> _Problem details_
Turn the lines below into a Markdown table with two columns, Number and Entry. Number each row, and omit blank lines and the pictures.

> _Record extracts_
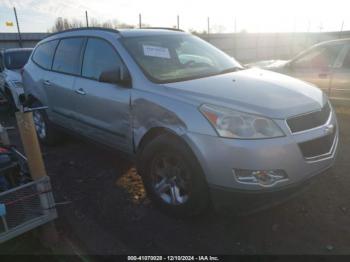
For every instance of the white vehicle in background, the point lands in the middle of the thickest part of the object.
(11, 63)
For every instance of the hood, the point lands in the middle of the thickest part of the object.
(254, 91)
(13, 75)
(268, 64)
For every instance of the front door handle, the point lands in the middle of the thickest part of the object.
(80, 91)
(47, 83)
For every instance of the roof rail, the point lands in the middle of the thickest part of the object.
(85, 28)
(164, 28)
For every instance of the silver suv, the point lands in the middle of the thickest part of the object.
(200, 126)
(11, 63)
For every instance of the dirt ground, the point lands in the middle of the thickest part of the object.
(102, 207)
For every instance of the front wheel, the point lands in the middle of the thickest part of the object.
(173, 178)
(46, 132)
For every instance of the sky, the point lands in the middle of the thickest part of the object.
(225, 15)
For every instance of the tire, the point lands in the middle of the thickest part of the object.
(46, 132)
(11, 101)
(173, 178)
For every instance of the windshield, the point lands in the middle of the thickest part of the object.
(172, 58)
(16, 60)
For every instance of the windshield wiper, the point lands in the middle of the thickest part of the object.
(231, 69)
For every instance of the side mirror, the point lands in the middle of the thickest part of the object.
(119, 76)
(26, 101)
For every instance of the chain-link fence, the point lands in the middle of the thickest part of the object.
(26, 207)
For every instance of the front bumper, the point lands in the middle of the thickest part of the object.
(219, 157)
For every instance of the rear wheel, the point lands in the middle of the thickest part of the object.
(173, 178)
(45, 130)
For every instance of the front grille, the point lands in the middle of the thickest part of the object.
(319, 146)
(308, 121)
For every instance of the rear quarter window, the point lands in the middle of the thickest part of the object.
(44, 53)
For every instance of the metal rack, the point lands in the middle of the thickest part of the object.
(26, 207)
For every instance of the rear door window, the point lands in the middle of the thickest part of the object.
(68, 56)
(43, 54)
(99, 57)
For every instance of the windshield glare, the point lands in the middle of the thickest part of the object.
(16, 60)
(172, 58)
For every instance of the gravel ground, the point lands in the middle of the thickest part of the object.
(105, 209)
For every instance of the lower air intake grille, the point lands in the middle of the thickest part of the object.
(308, 121)
(319, 146)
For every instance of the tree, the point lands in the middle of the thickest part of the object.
(64, 24)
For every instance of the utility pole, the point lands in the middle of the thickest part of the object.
(208, 23)
(235, 24)
(19, 32)
(341, 29)
(87, 19)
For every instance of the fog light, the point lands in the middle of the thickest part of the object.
(260, 177)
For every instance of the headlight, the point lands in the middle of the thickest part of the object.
(232, 124)
(17, 84)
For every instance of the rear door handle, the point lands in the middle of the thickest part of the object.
(47, 83)
(80, 91)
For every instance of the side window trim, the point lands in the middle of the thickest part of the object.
(110, 44)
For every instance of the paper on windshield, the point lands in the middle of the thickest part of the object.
(156, 51)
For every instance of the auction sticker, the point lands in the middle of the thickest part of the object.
(156, 51)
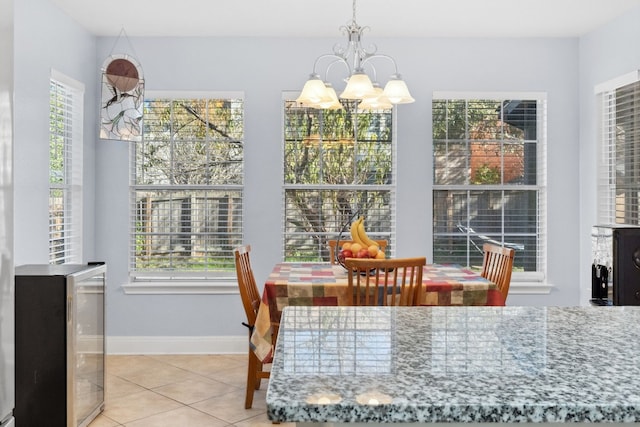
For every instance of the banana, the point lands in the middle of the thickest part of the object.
(364, 237)
(354, 231)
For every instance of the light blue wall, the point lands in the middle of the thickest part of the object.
(46, 39)
(605, 54)
(262, 68)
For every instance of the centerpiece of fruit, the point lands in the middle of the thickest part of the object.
(361, 246)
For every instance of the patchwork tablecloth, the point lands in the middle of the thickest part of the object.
(316, 284)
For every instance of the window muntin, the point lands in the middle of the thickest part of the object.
(65, 169)
(186, 193)
(337, 164)
(488, 179)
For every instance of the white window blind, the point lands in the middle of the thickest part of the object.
(65, 169)
(489, 154)
(619, 159)
(338, 165)
(187, 187)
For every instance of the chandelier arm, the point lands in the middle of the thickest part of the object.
(381, 55)
(336, 58)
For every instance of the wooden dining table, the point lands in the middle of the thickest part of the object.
(324, 284)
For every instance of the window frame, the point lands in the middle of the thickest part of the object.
(530, 281)
(71, 184)
(165, 282)
(607, 144)
(290, 96)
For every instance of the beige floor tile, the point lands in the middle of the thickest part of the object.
(118, 387)
(138, 405)
(160, 375)
(230, 407)
(128, 366)
(182, 390)
(235, 376)
(192, 391)
(181, 417)
(103, 421)
(203, 364)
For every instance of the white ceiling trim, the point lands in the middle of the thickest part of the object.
(386, 18)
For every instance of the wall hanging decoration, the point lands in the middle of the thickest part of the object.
(121, 107)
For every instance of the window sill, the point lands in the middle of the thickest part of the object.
(528, 288)
(180, 288)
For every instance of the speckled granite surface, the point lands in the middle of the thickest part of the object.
(457, 364)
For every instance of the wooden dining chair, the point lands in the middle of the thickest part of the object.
(251, 302)
(333, 248)
(391, 281)
(497, 265)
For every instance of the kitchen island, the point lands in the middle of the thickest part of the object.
(456, 365)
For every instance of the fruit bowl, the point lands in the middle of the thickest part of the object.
(359, 246)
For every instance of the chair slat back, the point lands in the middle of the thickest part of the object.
(247, 283)
(334, 249)
(393, 282)
(497, 265)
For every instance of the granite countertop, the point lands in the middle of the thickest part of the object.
(456, 364)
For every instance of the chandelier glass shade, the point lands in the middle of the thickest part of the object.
(359, 63)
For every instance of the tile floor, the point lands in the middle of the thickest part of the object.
(179, 390)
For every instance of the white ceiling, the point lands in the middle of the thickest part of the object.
(322, 18)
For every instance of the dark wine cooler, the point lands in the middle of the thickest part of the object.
(60, 342)
(615, 272)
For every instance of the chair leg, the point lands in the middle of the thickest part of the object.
(252, 379)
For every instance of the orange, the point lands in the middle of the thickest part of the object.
(373, 251)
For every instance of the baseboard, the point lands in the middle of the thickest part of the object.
(176, 345)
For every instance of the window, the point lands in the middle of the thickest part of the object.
(489, 179)
(619, 171)
(65, 169)
(338, 165)
(187, 188)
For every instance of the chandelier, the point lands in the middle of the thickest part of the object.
(358, 61)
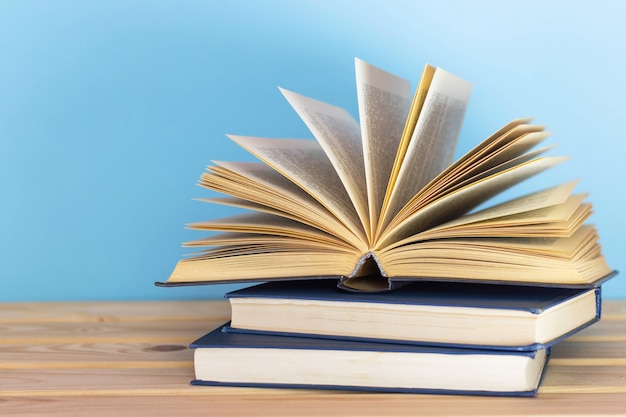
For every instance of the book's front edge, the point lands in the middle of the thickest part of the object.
(243, 281)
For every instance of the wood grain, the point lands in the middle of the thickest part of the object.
(131, 359)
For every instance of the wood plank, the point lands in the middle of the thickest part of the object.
(143, 377)
(127, 330)
(229, 402)
(102, 312)
(101, 359)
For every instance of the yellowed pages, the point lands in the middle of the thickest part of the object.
(458, 202)
(434, 139)
(306, 164)
(384, 101)
(339, 135)
(256, 186)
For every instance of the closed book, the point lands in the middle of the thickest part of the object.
(260, 360)
(455, 314)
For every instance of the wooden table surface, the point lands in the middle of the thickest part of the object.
(131, 359)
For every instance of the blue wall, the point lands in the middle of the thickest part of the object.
(110, 110)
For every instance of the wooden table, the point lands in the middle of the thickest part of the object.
(131, 359)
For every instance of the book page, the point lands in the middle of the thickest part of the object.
(305, 163)
(266, 224)
(463, 200)
(560, 220)
(434, 139)
(256, 186)
(384, 101)
(339, 135)
(549, 198)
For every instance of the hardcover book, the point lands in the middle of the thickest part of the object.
(232, 359)
(379, 200)
(435, 313)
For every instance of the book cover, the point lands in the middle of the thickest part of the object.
(253, 360)
(455, 314)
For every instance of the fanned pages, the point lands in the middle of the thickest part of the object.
(379, 201)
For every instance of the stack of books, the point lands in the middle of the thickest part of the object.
(383, 265)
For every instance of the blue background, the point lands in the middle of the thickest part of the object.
(110, 110)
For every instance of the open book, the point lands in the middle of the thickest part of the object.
(381, 200)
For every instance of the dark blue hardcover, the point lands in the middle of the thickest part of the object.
(527, 298)
(485, 296)
(219, 338)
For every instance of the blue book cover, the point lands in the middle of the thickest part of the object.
(455, 314)
(257, 360)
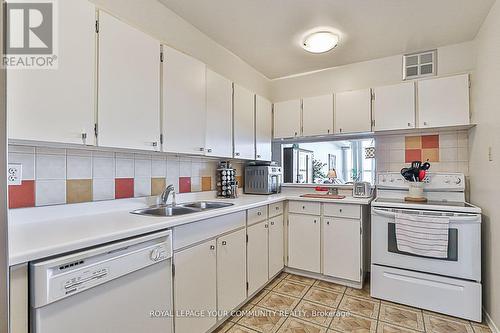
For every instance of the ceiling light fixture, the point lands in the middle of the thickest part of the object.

> _Result of this task_
| Number | Entry |
|---|---|
| 1 | For every instance of the white vehicle in background, the point lands in the middle of the thickest part of the object. |
| 2 | (11, 63) |
| 3 | For every instance of the hood, the point lands in the middle of the thickest part of the object. |
| 4 | (254, 91) |
| 5 | (13, 75) |
| 6 | (268, 64) |
| 7 | For every instance of the front door handle, the point lands in the middle of the thickest part of the object. |
| 8 | (80, 91) |
| 9 | (47, 83) |
| 10 | For every instance of the roof rail, the point lands in the middle of the thickest part of the object. |
| 11 | (85, 28) |
| 12 | (164, 28) |
| 13 | For every instance of the silver suv, the point lands in the middle of the thickest part of the object. |
| 14 | (200, 126) |
| 15 | (11, 63) |
| 16 | For every instance of the dirt ground, the point lands in the middle of the thickest part of the object. |
| 17 | (102, 207) |
| 18 | For every instance of the front wheel, the point lands in the middle of the thickest part of the object. |
| 19 | (173, 178) |
| 20 | (46, 132) |
| 21 | For every instance of the sky, the point lands in the middle of the thickest part of the object. |
| 22 | (225, 15) |
| 23 | For every instance of the tire, the point lands in the middle of the thickest part of the object. |
| 24 | (46, 132) |
| 25 | (11, 101) |
| 26 | (173, 178) |
| 27 | For every instance of the windshield, the point lands in the middle of the thickest part of the object. |
| 28 | (172, 58) |
| 29 | (16, 60) |
| 30 | For every instance of the windshield wiper, the point lands in the middle of the thickest part of the object. |
| 31 | (231, 69) |
| 32 | For every instance of the side mirror, the point lands in the middle of the thickest part of the object. |
| 33 | (119, 76) |
| 34 | (26, 101) |
| 35 | For every instance of the chain-link fence, the point lands in the middle of the thickest part of the object. |
| 36 | (26, 207) |
| 37 | For every instance of the front bumper, the point lands in the middle of the thickest part of the object. |
| 38 | (219, 157) |
| 39 | For every instance of the rear wheel, the point lands in the middle of the thickest part of the object. |
| 40 | (173, 178) |
| 41 | (45, 130) |
| 42 | For every instance of the front grille, the point lands in the middle of the thickest part of the object. |
| 43 | (319, 146) |
| 44 | (308, 121) |
| 45 | For every instance of the rear quarter window, the point lands in the middle of the thickest part of the object. |
| 46 | (44, 53) |
| 47 | For every instance of the metal rack, the point lands in the middle of the thickest part of the object. |
| 48 | (26, 207) |
| 49 | For every instance of the rear door window, the point lands in the middle of the thickest part of the object. |
| 50 | (68, 56) |
| 51 | (43, 54) |
| 52 | (99, 57) |
| 53 | For every instance of the windshield glare, the point lands in the middle of the thickest part of the object. |
| 54 | (16, 60) |
| 55 | (172, 58) |
| 56 | For every instance of the gravel ground, the point lands in the middle of the thickest part of the object. |
| 57 | (105, 209) |
| 58 | For every instance of the lower air intake grille, the point lands in the middle of the thickest part of the object. |
| 59 | (308, 121) |
| 60 | (319, 146) |
| 61 | For every instance of the tree, the point lands in the middle of the thickest part of the object. |
| 62 | (64, 24) |
| 63 | For every instance of the utility pole, the point lands in the middle of the thickest part of the object. |
| 64 | (208, 23) |
| 65 | (235, 24) |
| 66 | (19, 32) |
| 67 | (341, 29) |
| 68 | (87, 19) |
| 69 | For every instance of the fog light, the point lands in the middle of the thickest part of the object. |
| 70 | (260, 177) |
| 71 | For every instance of the headlight, the point lands in the middle of the thickest part of the object. |
| 72 | (232, 124) |
| 73 | (17, 84) |
| 74 | For every instance of the rear door handle, the point lands in the middle of the thickest part of the object. |
| 75 | (47, 83) |
| 76 | (80, 91) |
| 77 | For every instance of the side window trim, the point lands in the middle of the thickest part of the object. |
| 78 | (110, 44) |
| 79 | For every instance of the paper on windshield, the point lands in the middle of the thickest part of the object. |
| 80 | (156, 51) |
| 81 | For every instance of the auction sticker, the point lands in the middle of the thickest part of the object. |
| 82 | (156, 51) |
| 83 | For every instance of the banana, the point lands in the middle of the thickest part of the object. |
| 84 | (364, 237) |
| 85 | (354, 231) |
| 86 | For every instance of the light blue wall, the point lands in the middle of the thickest part of the object. |
| 87 | (46, 39) |
| 88 | (605, 54) |
| 89 | (262, 68) |
| 90 | For every instance of the centerpiece of fruit, the point lands in the middle of the thickest part of the object. |
| 91 | (361, 246) |
| 92 | For every instance of the patchwork tablecloth, the point lands in the middle of the thickest part of the object. |
| 93 | (316, 284) |
| 94 | For every instance of the window muntin, the point lands in the middle of the thickest part of the object. |
| 95 | (65, 169) |
| 96 | (186, 193) |
| 97 | (337, 164) |
| 98 | (488, 179) |
| 99 | For every instance of the white window blind, the point lands in the middle of the thickest part of the object. |
| 100 | (65, 169) |
| 101 | (489, 154) |
| 102 | (619, 159) |
| 103 | (338, 165) |
| 104 | (187, 187) |
| 105 | For every instance of the chandelier arm, the point lands in the middle of the thickest part of the object. |
| 106 | (381, 55) |
| 107 | (336, 58) |
| 108 | For every instance of the wooden dining table, the point lands in the middle of the thickest part of the object. |
| 109 | (324, 284) |
| 110 | For every instance of the window frame, the point lands in the middle of the thickest part of the object. |
| 111 | (530, 281) |
| 112 | (71, 184) |
| 113 | (165, 282) |
| 114 | (607, 144) |
| 115 | (290, 96) |
| 116 | For every instance of the beige floor tile, the point lands in the middle of the thickest part of the object. |
| 117 | (118, 387) |
| 118 | (138, 405) |
| 119 | (160, 375) |
| 120 | (230, 407) |
| 121 | (128, 366) |
| 122 | (182, 390) |
| 123 | (235, 376) |
| 124 | (192, 391) |
| 125 | (181, 417) |
| 126 | (103, 421) |
| 127 | (203, 364) |
| 128 | For every instance of the white ceiling trim, the point lands in the middle of the thickest part of the object. |
| 129 | (386, 18) |
| 130 | For every instance of the wall hanging decoration, the point lands in the middle of the thickest part of the object. |
| 131 | (121, 107) |
| 132 | For every instance of the window sill, the point lands in the middle of the thickest part of the object. |
| 133 | (528, 288) |
| 134 | (180, 288) |
| 135 | For every instance of the speckled granite surface, the point lands in the middle of the thickest part of the object. |
| 136 | (457, 364) |
| 137 | For every instance of the wooden dining chair, the point lands in the middle of the thickest part of the object. |
| 138 | (251, 302) |
| 139 | (333, 248) |
| 140 | (391, 281) |
| 141 | (497, 265) |
| 142 | For every instance of the kitchen island, the point lands in the middle of the thickest part of the object. |
| 143 | (456, 365) |
| 144 | For every instance of the fruit bowl, the point lands in the middle of the thickest part of the object. |
| 145 | (359, 246) |
| 146 | For every instance of the chair slat back, the point lands in the middle of the thickest part of the object. |
| 147 | (247, 283) |
| 148 | (334, 249) |
| 149 | (393, 282) |
| 150 | (497, 265) |
| 151 | For every instance of the granite countertop, the point lands in the middle of the thickest part of the object. |
| 152 | (456, 364) |
| 153 | For every instance of the chandelier glass shade, the point lands in the middle of the thickest part of the object. |
| 154 | (359, 63) |
| 155 | For every instance of the tile floor, the point lands in the middle of the thickest part of the object. |
| 156 | (179, 390) |
| 157 | For every instance of the white ceiling, the point lands in the middle of the thickest part of the object. |
| 158 | (322, 18) |
| 159 | For every instance of the dark wine cooler, the point lands in the middle of the thickest part of the object. |
| 160 | (60, 342) |
| 161 | (615, 272) |
| 162 | For every instance of the chair leg, the point lands in the middle of the thickest part of the object. |
| 163 | (252, 379) |
| 164 | For every instance of the orange, the point lands in the middle of the thickest part of the object. |
| 165 | (373, 251) |
| 166 | For every instance of the baseboard, the point lands in the middle of the thickest part of the object. |
| 167 | (176, 345) |
| 168 | For every instance of the window, the point lands in the middle of the thickest part of the object. |
| 169 | (489, 179) |
| 170 | (619, 171) |
| 171 | (65, 169) |
| 172 | (338, 165) |
| 173 | (187, 188) |
| 174 | For every instance of the chandelier, the point lands in the middle of the thickest part of the object. |
| 175 | (358, 61) |
| 176 | For every instance of the book's front edge, the point lands in the middle of the thickest part of the object. |
| 177 | (243, 281) |
| 178 | For every instance of the wood grain, the point lands in the middle of the thickest part of the object. |
| 179 | (131, 359) |
| 180 | For every instance of the wood plank, the point lands in the middle of the thickest part of the object. |
| 181 | (143, 377) |
| 182 | (127, 330) |
| 183 | (229, 402) |
| 184 | (102, 312) |
| 185 | (101, 359) |
| 186 | For every instance of the yellowed pages, the point lands in the middle of the thickest part of the object. |
| 187 | (458, 202) |
| 188 | (434, 139) |
| 189 | (306, 164) |
| 190 | (384, 101) |
| 191 | (339, 135) |
| 192 | (256, 186) |
| 193 | For every instance of the closed book, the point lands in the middle of the thickest part of the object. |
| 194 | (260, 360) |
| 195 | (455, 314) |
| 196 | For every instance of the wooden table surface, the point lands in the middle of the thickest part of the object. |
| 197 | (131, 359) |
| 198 | For every instance of the blue wall, the point lands in the middle of the thickest part of the object. |
| 199 | (110, 110) |
| 200 | For every instance of the wooden table, the point lands in the middle of the thickest part of the object. |
| 201 | (131, 359) |
| 202 | For every instance of the book page, the point lands in the middle of the thickest part of the object. |
| 203 | (305, 163) |
| 204 | (266, 224) |
| 205 | (463, 200) |
| 206 | (560, 220) |
| 207 | (434, 139) |
| 208 | (256, 186) |
| 209 | (384, 101) |
| 210 | (339, 135) |
| 211 | (549, 198) |
| 212 | For every instance of the hardcover book, the point lands in the middle of the thickest part of the object. |
| 213 | (232, 359) |
| 214 | (379, 200) |
| 215 | (435, 313) |
| 216 | For every instance of the book cover, the point lands in the middle of the thickest part of the object. |
| 217 | (253, 360) |
| 218 | (455, 314) |
| 219 | For every instance of the fanned pages, the point lands in the middle of the thickest part of the object. |
| 220 | (379, 201) |
| 221 | For every instance of the stack of books, the point lands in the middle of the thickest part of the object. |
| 222 | (383, 265) |
| 223 | For every instance of the blue background, the point lands in the middle of the thickest part of the object. |
| 224 | (110, 110) |
| 225 | For every instance of the open book, the point lands in the middle of the thickest part of the object. |
| 226 | (381, 200) |
| 227 | For every instance of the dark blue hardcover, the point lands in the middle of the thickest part of the object. |
| 228 | (527, 298) |
| 229 | (485, 296) |
| 230 | (219, 338) |
| 231 | For every instance of the blue book cover, the point lands in the middle of the thickest part of the object. |
| 232 | (455, 314) |
| 233 | (257, 360) |
| 234 | For every instance of the ceiling light fixture, the point lands in the middle of the thickest part of the object. |